───── ENTRIES SHOWN ─────

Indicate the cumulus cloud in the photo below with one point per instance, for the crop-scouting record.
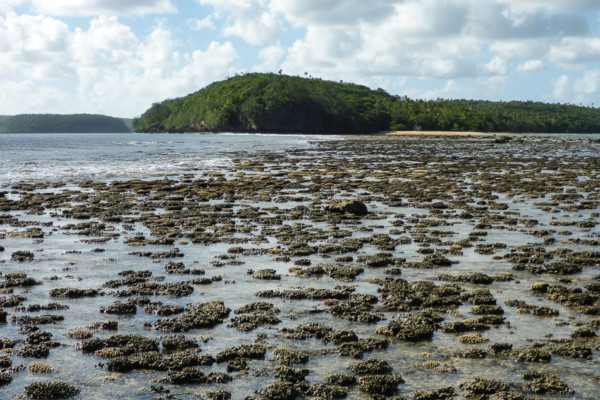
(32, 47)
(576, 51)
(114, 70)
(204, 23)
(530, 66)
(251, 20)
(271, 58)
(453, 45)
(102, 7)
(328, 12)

─────
───── ENTRIES SHOWN ─────

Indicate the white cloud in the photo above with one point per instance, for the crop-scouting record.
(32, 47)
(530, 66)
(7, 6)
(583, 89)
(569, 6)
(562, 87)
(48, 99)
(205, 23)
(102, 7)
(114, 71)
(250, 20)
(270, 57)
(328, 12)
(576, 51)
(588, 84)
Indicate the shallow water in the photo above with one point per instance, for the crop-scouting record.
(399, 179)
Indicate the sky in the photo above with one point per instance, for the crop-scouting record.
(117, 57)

─────

WHAT YOU NEED TO DO
Select every line in the data above that contains the word "Indicate", treating uppercase and lowercase as distinct, and reproduce each of those lines in full.

WRITTEN RESPONSE
Indicate the cumulus cloud in the photo below with one point per instance, for the crop-scouting record.
Indicate the white cloud in the photo above with one point per instance, for the crop-scouting record.
Indicate the shallow water in the photo above with one point per instance, for the crop-scouting record.
Indicate the sky in the photo above with one point per instance, for the crop-scouting record.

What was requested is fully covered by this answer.